### GIVEN TEXT
Improving the pynacl build process

I’ve been hacking on my copy of pynacl this week. pynacl is a set of Python bindings to the NaCl cryptography library (by djb and friends). The bindings, first written by Sean Lynch and then picked up by “k3d3”, are great. They even support py2.6 through py3.2.

But actually building them is a hassle, because the NaCl build process is so idiosyncratic. It consists of a 500-line undocumented shell script named “do”, and running it gets you 25 minutes of 100% CPU that executes in stony silence (all progress messages are redirected to a logfile). If you can wait that long, and think to explore the directory afterwards, you’ll be rewarded with a build/HOSTNAME/ directory that contains a libnacl.a and a set of header files that are pretty easy to use. What’s actually going on behind the scenes is that the script is exhaustively compiling and testing a large matrix of compiler flags (-O vs -O3 vs -O3 -funroll-loops), ABI variants, and alternative implementations. The goal is apparently to:

select the fastest possible implementation and compiler options, using any assembly-language tricks specific to the processor (SSE3, etc)

### WRITTEN PROBLEM
Copy out the post on improving the pynacl build process word for word, from its title through its last line.

### DATA EXCERPTS

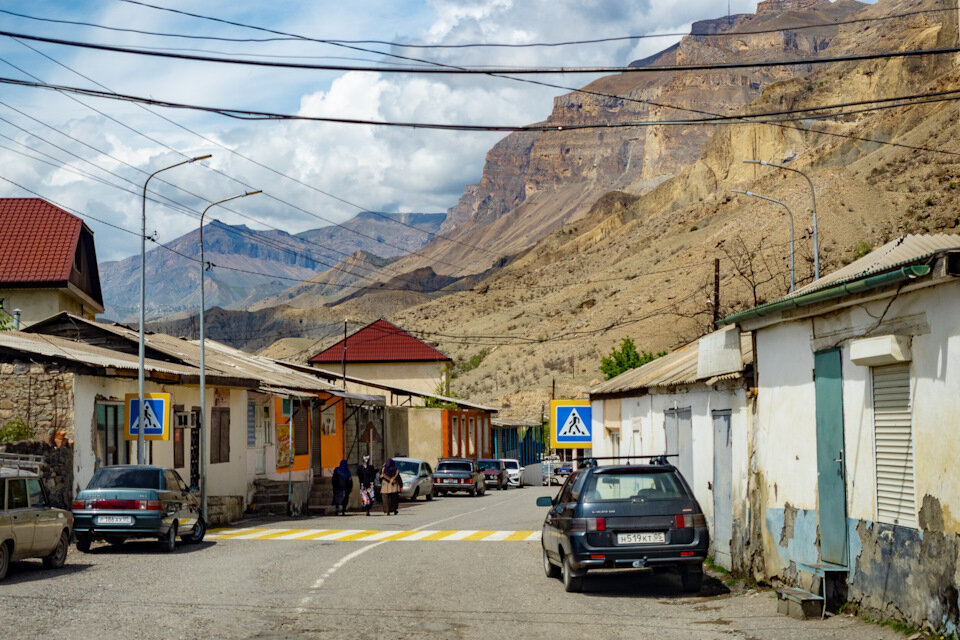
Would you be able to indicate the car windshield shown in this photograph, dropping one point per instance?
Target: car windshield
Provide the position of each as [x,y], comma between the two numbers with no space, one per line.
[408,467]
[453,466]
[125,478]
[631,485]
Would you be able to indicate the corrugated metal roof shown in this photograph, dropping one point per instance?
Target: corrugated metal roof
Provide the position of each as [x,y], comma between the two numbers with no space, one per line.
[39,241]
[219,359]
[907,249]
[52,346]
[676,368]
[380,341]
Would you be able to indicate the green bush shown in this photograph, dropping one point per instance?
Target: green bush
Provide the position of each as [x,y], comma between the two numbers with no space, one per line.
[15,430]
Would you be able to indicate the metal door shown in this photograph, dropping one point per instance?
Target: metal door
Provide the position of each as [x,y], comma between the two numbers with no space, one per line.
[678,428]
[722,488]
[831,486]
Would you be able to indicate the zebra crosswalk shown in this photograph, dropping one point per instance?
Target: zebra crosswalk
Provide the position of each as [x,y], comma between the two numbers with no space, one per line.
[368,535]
...
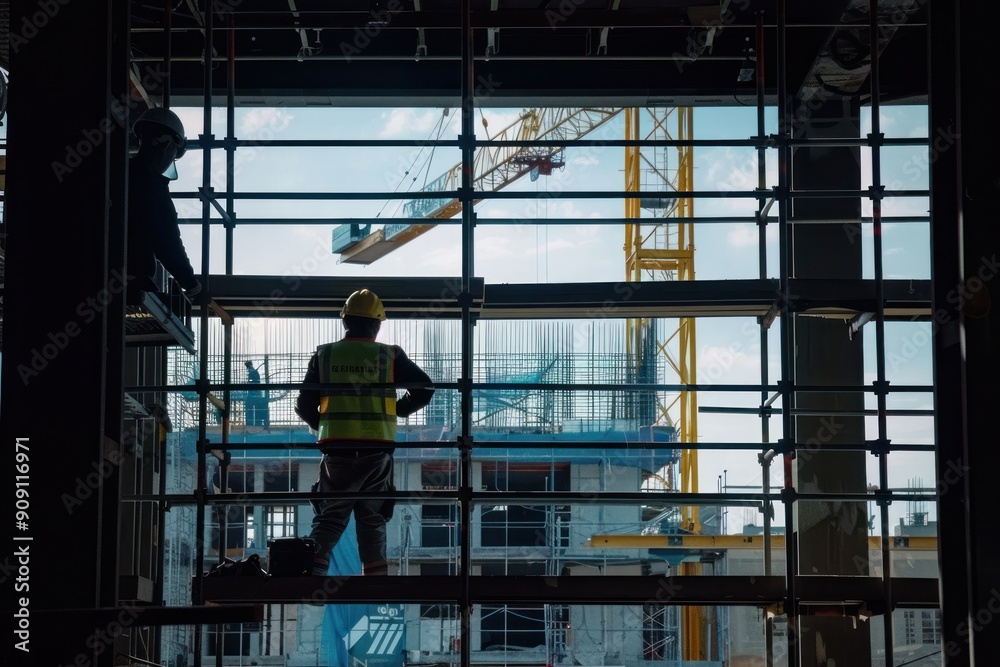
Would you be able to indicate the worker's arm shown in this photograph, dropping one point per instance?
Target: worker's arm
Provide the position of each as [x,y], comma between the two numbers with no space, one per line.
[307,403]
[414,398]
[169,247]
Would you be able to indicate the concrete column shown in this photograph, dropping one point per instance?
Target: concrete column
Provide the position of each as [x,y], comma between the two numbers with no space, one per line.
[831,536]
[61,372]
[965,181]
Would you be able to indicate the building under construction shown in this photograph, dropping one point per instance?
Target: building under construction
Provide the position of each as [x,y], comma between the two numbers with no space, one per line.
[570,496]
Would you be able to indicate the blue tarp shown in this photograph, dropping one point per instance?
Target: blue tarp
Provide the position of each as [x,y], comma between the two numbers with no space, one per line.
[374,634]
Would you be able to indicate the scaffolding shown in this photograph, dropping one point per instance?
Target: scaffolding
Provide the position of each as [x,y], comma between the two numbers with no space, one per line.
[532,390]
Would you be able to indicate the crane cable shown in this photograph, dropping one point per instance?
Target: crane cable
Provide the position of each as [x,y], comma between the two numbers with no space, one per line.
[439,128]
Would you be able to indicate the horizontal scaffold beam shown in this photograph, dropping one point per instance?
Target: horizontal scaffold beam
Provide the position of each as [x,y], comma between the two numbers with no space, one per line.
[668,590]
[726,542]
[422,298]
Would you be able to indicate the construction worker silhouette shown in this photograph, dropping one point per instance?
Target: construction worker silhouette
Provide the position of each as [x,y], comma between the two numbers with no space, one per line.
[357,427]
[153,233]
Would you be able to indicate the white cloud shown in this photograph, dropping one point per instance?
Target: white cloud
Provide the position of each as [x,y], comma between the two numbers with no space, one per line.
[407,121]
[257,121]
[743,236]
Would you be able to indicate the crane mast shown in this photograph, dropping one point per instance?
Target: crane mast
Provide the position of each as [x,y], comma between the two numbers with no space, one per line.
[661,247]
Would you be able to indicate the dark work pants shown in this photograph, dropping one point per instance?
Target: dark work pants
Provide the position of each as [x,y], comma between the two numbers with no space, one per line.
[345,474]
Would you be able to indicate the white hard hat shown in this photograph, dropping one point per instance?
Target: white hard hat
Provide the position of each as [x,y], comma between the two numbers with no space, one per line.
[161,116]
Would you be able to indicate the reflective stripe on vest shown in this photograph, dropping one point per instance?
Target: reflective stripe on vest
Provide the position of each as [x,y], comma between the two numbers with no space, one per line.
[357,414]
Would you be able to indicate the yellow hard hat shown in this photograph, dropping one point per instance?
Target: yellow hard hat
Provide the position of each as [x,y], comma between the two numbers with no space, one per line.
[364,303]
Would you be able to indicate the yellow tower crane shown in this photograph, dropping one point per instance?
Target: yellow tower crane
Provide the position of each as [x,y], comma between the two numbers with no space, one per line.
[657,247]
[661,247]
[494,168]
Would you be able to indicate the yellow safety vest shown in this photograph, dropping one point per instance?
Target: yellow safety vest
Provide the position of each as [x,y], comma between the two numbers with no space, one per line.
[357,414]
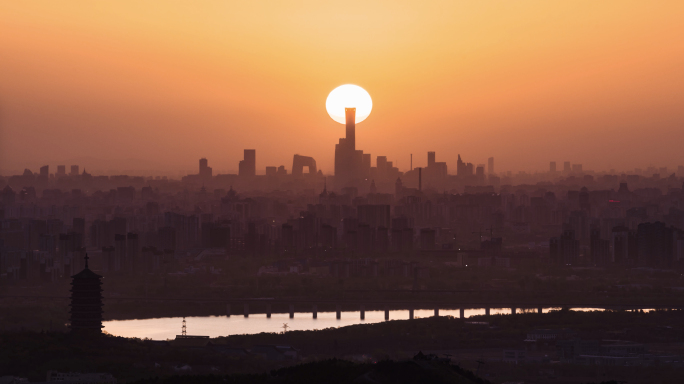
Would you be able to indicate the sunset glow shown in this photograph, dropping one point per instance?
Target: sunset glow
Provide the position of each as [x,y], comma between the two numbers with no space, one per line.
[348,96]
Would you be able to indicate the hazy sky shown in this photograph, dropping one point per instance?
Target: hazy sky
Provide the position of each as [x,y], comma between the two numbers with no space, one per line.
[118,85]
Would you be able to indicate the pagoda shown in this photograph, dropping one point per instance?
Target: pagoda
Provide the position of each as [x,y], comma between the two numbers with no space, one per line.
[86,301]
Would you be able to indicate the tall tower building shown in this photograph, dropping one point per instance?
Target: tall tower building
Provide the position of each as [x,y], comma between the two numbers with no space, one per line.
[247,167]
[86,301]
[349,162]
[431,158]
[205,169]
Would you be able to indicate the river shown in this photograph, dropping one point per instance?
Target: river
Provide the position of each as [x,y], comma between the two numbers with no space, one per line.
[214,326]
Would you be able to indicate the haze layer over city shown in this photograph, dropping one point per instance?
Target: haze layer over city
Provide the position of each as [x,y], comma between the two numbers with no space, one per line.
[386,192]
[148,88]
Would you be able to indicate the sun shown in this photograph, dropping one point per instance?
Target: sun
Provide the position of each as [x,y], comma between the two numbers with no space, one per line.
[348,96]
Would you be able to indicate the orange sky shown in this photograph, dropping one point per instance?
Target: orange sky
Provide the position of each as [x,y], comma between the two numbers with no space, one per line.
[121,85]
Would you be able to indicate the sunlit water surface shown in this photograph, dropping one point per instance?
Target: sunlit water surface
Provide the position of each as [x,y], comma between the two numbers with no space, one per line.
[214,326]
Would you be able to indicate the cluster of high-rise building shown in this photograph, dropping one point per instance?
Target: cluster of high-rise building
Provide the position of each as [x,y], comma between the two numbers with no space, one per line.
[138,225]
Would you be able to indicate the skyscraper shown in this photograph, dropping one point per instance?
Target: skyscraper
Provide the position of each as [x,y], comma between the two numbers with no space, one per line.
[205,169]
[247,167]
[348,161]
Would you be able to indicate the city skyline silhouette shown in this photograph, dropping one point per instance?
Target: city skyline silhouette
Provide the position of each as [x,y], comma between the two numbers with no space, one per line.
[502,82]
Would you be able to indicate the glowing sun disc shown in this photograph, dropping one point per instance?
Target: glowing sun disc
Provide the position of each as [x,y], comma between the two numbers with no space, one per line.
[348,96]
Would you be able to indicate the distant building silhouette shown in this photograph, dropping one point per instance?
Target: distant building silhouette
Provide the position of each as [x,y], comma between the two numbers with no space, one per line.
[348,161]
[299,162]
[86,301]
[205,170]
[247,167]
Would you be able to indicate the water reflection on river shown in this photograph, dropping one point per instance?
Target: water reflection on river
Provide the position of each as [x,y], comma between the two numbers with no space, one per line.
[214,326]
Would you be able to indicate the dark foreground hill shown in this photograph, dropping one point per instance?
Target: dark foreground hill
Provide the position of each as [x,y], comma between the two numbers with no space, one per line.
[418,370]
==
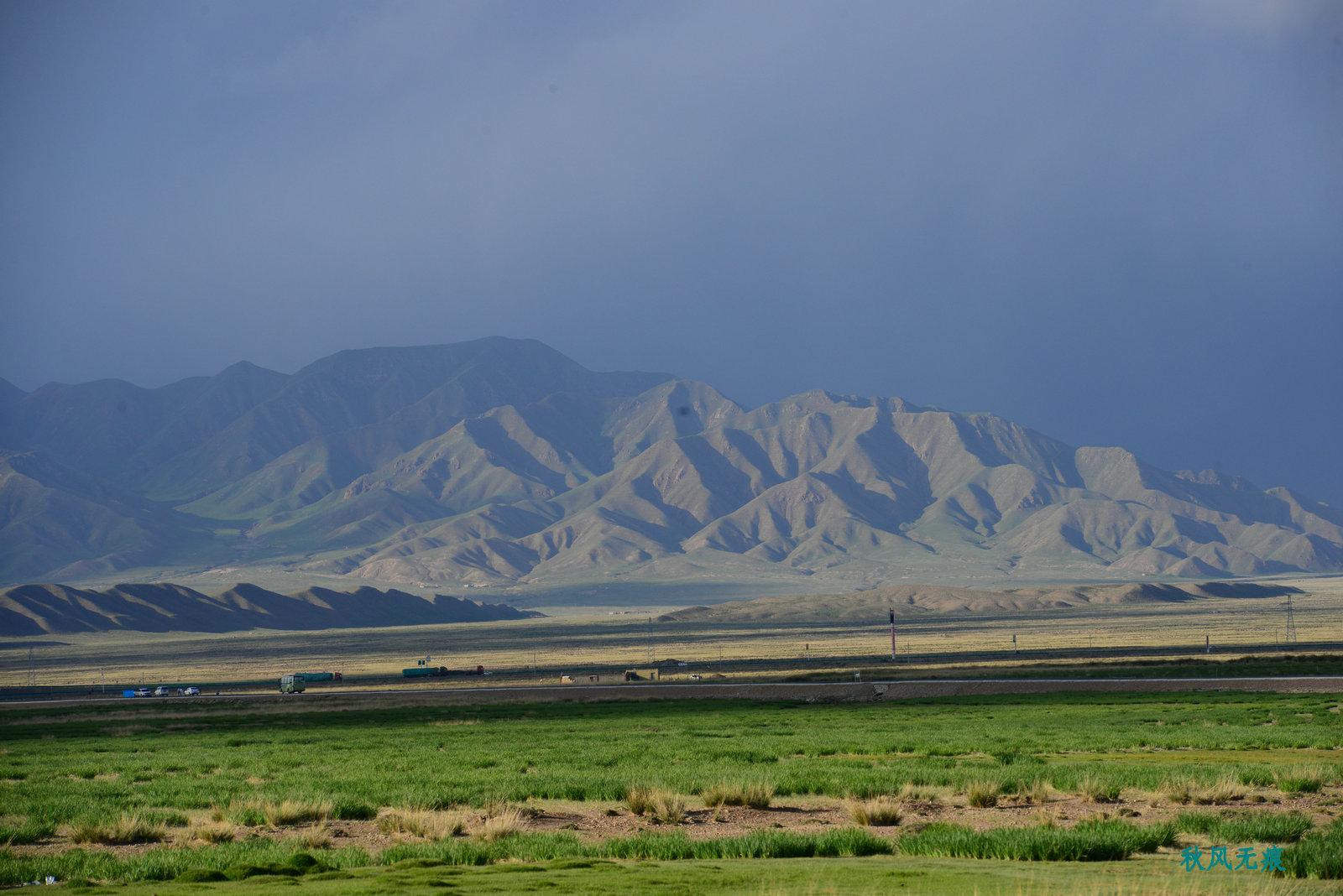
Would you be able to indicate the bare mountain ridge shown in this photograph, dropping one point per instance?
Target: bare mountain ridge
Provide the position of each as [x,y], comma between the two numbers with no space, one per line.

### SOLUTION TO THE PROBLEM
Improving the pynacl build process

I’ve been hacking on my copy of pynacl this week. pynacl is a set of Python bindings to the NaCl cryptography library (by djb and friends). The bindings, first written by Sean Lynch and then picked up by “k3d3”, are great. They even support py2.6 through py3.2.

But actually building them is a hassle, because the NaCl build process is so idiosyncratic. It consists of a 500-line undocumented shell script named “do”, and running it gets you 25 minutes of 100% CPU that executes in stony silence (all progress messages are redirected to a logfile). If you can wait that long, and think to explore the directory afterwards, you’ll be rewarded with a build/HOSTNAME/ directory that contains a libnacl.a and a set of header files that are pretty easy to use. What’s actually going on behind the scenes is that the script is exhaustively compiling and testing a large matrix of compiler flags (-O vs -O3 vs -O3 -funroll-loops), ABI variants, and alternative implementations. The goal is apparently to:

select the fastest possible implementation and compiler options, using any assembly-language tricks specific to the processor (SSE3, etc)